Work to complete → Rewrite all of the records below with "image coordinates" swapped in for every occurrence of "pixel coordinates", keeping everything else the same. Leave the pictures out of your answer.
[Begin Material shown]
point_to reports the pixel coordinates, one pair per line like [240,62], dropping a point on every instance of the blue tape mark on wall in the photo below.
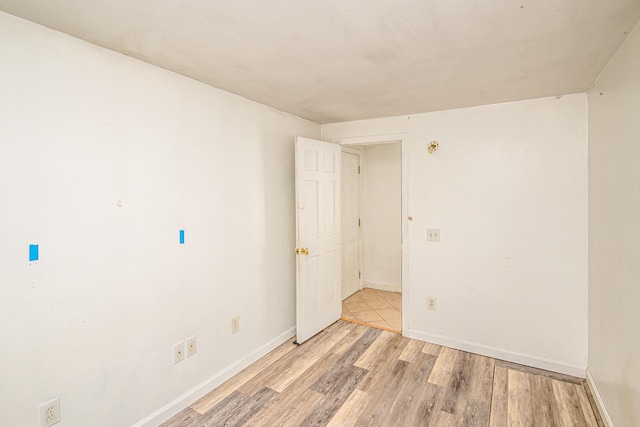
[33,252]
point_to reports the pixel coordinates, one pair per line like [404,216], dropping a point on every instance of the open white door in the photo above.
[318,261]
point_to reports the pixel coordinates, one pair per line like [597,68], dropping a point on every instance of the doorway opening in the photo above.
[372,231]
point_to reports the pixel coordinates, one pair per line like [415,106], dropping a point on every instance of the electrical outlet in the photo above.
[End Material shown]
Exercise output →
point_to reports the image coordinates, one pair per line like [240,62], dropping a point on every instance of the blue tape mark on wall in the photo below.
[33,252]
point_to reports the image coordinates, one pair per line like [404,216], dropping a point on every instance of the open white door in the photo above.
[318,261]
point_to reports the image coordinates, one pair per line like [597,68], dropping a point on every instance of the doorway opening in the photo above.
[372,231]
point_to reports the image coordinates, one pair per line like [415,106], dropping a point on every instance of the electrical outlet in the photo above.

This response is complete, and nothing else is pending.